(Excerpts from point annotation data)
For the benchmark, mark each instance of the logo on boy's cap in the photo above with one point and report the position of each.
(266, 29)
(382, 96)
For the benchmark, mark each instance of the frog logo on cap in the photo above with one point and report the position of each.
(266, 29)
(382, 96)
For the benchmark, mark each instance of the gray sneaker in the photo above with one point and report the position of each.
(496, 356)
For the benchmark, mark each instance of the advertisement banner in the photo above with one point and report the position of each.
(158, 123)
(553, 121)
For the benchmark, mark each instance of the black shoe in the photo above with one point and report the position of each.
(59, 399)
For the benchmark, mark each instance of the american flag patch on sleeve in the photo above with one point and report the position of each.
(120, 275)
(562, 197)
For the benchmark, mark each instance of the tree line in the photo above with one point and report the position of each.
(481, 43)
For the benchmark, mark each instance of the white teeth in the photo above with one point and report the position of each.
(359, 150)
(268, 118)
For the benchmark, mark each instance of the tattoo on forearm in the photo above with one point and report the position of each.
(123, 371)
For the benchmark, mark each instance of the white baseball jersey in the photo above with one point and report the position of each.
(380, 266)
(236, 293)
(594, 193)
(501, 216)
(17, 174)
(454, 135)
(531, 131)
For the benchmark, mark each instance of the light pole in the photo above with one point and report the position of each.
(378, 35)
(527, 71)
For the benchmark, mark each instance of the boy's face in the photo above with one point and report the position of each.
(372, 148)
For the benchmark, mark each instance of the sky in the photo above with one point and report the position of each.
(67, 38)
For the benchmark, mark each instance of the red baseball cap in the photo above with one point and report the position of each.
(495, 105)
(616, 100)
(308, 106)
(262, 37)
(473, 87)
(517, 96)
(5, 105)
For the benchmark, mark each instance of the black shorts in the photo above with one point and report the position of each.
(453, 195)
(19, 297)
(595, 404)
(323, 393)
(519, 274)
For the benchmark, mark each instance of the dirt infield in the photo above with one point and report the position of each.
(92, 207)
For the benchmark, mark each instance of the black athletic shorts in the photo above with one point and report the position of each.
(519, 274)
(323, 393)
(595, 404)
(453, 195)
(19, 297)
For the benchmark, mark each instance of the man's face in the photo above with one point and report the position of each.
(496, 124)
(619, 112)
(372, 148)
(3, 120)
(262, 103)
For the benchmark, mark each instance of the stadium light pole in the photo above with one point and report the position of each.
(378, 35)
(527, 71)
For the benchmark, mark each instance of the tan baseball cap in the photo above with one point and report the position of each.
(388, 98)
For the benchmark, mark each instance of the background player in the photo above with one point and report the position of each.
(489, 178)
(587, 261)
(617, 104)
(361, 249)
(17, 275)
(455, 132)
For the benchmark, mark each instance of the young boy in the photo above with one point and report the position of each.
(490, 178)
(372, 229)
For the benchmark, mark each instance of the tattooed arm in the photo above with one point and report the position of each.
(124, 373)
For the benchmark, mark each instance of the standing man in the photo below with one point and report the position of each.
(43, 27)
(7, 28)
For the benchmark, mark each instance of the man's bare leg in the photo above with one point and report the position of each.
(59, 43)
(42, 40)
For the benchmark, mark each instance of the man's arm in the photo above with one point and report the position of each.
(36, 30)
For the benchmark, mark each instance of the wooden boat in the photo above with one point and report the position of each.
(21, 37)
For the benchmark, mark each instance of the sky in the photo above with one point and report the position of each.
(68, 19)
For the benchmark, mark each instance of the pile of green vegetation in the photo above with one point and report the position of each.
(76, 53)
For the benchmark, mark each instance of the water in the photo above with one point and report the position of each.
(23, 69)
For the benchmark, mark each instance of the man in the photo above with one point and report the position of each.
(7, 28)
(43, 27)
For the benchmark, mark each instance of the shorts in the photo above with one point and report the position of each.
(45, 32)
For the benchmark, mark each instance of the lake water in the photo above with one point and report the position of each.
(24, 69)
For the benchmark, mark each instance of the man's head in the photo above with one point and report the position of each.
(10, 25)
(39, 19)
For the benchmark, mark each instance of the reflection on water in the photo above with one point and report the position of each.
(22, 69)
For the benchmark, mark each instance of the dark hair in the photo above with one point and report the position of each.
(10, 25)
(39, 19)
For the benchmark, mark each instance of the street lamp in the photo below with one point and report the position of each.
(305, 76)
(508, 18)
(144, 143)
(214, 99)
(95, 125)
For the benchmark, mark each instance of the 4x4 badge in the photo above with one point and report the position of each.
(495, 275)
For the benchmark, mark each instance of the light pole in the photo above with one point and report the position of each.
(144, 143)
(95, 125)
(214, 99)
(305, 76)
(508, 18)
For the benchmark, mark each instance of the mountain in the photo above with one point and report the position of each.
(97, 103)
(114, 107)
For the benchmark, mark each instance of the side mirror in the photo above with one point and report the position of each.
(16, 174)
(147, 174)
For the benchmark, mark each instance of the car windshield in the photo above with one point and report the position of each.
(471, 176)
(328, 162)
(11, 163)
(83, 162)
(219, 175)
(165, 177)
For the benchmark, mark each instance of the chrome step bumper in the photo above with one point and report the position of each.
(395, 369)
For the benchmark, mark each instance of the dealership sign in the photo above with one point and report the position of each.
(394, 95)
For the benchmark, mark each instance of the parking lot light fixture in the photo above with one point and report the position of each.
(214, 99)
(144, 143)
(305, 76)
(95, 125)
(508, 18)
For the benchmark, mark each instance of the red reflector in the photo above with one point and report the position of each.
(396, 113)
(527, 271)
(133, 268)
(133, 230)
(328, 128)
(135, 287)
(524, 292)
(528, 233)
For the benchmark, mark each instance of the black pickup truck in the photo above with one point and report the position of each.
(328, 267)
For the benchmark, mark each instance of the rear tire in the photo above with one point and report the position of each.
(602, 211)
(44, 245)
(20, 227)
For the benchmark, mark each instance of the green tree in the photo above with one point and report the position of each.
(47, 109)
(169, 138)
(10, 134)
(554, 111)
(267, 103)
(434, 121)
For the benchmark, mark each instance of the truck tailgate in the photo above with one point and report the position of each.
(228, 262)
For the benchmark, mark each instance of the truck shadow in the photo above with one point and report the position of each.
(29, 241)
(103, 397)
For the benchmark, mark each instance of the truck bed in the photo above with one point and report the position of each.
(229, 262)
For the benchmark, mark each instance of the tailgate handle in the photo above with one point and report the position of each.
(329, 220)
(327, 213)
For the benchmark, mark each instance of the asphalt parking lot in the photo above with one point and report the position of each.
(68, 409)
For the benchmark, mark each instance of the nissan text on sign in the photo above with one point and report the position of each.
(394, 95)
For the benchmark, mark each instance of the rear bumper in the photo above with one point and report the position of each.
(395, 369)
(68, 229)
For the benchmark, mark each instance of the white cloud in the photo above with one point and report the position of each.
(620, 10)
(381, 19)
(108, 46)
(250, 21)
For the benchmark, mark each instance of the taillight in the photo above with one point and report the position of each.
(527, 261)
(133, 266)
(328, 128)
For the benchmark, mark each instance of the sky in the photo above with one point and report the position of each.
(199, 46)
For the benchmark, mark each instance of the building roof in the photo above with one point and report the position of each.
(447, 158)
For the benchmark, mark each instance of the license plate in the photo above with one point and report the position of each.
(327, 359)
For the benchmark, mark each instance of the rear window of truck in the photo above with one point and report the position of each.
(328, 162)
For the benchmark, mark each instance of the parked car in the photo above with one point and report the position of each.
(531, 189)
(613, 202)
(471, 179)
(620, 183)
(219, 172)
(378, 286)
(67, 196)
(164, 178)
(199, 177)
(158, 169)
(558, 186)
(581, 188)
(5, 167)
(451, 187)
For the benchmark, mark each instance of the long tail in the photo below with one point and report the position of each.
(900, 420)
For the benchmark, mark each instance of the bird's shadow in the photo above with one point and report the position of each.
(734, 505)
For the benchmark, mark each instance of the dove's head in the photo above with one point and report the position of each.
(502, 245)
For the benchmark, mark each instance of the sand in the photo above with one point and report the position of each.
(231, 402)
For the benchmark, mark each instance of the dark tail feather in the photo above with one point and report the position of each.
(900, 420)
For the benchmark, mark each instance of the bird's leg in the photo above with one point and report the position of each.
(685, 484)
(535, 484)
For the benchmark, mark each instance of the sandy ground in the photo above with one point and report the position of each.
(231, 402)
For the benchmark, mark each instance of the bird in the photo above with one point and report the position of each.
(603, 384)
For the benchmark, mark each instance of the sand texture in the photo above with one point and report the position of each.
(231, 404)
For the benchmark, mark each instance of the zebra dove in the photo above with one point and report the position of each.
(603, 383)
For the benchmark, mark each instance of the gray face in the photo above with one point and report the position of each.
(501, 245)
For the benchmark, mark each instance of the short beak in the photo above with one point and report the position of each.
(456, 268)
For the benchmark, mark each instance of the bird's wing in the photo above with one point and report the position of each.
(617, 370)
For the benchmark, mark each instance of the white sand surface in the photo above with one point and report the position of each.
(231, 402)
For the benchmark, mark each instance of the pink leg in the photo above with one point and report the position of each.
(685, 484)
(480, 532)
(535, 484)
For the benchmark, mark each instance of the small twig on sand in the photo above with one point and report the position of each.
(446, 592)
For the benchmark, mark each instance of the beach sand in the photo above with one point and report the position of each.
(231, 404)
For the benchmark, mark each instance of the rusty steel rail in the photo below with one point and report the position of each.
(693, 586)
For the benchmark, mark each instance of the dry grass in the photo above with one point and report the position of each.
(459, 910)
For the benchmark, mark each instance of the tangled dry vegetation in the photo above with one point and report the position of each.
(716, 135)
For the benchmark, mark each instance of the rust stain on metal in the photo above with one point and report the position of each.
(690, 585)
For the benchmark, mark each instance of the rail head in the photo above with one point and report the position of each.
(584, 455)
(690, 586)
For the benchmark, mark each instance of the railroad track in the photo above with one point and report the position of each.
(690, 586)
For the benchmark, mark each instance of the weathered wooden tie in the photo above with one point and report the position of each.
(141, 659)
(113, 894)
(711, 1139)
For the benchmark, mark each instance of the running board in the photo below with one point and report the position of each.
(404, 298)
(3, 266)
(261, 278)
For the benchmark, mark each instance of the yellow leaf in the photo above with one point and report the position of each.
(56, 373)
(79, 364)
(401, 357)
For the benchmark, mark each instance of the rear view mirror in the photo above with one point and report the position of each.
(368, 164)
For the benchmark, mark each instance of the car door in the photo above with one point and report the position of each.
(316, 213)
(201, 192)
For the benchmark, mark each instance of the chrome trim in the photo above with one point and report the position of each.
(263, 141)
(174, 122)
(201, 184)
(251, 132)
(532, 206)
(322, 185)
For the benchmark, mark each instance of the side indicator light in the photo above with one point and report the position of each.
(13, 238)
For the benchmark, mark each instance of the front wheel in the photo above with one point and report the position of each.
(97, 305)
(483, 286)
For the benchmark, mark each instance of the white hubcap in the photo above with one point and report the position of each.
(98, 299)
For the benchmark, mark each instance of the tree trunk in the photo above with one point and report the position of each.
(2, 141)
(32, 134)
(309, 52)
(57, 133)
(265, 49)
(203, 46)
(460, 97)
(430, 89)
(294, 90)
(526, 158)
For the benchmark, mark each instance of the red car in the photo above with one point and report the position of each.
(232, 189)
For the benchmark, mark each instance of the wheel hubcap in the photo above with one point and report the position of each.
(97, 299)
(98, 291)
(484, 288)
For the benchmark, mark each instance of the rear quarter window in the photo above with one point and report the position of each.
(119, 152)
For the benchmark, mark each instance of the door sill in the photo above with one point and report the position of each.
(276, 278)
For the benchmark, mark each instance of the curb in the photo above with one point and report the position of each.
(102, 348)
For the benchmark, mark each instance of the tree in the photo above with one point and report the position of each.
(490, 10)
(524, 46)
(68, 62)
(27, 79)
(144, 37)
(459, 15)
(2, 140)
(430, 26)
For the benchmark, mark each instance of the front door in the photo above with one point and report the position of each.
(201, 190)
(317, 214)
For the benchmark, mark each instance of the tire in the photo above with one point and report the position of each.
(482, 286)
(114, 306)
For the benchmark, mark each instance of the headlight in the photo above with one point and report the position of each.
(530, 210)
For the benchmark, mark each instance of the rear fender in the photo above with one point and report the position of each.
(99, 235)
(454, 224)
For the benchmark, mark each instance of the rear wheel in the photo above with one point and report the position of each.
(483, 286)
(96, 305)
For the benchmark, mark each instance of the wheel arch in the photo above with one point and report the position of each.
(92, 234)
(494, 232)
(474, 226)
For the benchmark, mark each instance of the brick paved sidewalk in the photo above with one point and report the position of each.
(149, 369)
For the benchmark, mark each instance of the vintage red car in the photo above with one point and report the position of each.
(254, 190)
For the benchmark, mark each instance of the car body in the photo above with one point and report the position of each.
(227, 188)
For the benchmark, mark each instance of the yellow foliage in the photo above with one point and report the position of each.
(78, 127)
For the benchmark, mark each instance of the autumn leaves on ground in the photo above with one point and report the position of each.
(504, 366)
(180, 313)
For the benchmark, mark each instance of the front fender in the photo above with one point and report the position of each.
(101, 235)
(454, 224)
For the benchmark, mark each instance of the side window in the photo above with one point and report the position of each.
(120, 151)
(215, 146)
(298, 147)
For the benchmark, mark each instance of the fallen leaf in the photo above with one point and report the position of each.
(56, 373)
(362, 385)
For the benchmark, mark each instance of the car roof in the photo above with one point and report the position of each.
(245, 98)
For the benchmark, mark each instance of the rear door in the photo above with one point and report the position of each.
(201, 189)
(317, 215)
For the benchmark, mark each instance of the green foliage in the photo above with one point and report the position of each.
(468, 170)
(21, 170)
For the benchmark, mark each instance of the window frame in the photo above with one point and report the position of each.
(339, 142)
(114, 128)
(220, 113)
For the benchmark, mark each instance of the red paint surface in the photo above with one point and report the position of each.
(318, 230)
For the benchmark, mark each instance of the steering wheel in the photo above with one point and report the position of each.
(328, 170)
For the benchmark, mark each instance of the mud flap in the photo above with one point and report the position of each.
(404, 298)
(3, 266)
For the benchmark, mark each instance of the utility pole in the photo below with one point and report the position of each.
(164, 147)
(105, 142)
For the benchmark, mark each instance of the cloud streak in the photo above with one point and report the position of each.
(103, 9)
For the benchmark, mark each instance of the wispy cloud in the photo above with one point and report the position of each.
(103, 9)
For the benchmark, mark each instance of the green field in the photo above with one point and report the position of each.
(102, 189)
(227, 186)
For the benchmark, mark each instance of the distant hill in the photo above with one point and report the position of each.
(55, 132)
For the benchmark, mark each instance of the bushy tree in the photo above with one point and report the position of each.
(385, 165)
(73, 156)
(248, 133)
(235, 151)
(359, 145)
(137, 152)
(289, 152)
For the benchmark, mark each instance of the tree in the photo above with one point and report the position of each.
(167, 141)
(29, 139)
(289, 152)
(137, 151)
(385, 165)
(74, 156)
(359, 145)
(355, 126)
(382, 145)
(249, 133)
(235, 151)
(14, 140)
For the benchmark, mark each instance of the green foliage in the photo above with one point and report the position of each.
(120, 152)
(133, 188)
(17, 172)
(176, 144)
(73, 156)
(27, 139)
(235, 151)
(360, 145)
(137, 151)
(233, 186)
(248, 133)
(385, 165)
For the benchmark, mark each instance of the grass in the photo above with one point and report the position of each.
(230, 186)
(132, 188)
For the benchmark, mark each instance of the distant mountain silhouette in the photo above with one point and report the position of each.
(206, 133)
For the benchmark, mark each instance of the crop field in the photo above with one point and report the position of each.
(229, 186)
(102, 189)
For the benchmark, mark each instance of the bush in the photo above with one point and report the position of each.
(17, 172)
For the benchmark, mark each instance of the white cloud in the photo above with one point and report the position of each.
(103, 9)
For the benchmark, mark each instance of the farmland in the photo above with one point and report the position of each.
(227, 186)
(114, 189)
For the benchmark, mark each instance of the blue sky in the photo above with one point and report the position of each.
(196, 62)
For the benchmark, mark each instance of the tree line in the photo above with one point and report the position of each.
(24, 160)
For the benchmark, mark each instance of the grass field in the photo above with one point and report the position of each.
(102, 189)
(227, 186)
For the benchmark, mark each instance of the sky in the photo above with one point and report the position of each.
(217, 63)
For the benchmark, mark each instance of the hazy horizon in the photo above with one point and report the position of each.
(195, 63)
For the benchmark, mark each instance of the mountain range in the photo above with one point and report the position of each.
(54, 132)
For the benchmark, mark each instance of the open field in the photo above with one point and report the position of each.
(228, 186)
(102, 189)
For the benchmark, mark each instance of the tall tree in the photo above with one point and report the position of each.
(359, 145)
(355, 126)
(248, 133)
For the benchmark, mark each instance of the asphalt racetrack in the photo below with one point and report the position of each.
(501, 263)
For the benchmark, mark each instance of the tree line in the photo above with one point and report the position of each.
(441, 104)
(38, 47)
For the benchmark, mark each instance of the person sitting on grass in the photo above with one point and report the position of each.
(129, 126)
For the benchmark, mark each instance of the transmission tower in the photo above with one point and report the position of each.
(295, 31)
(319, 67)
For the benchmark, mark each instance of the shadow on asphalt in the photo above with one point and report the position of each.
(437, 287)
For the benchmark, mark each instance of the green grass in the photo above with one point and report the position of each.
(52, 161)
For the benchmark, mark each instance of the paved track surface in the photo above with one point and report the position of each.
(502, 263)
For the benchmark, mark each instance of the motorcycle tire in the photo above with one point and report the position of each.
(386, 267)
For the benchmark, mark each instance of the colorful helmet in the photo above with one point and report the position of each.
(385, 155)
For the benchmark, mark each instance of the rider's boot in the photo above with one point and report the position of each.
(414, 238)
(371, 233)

Aim of the task —
Emit verbatim the lines running from the one with "For the benchmark, mark each instance of the shadow" through the last line of the data, both endpoints inclusive.

Result for this task —
For the benchmark, mark each instance of the shadow on asphalt in the photo above with one point and report the position of each.
(437, 287)
For the benchmark, mark each instance of the green grass in the photo above with one point and report the position of each.
(52, 161)
For the benchmark, mark each instance of the paved track surface in the photo above with one point and report the position of each.
(502, 263)
For the benchmark, mark each instance of the motorcycle tire in the photo above with one point and report the position of each.
(386, 267)
For the benchmark, mark each instance of the colorful helmet in the photo above with one point and report the position of each.
(385, 155)
For the benchmark, mark each instance of the rider's boot in the photo above with one point and report the position of each.
(414, 238)
(371, 233)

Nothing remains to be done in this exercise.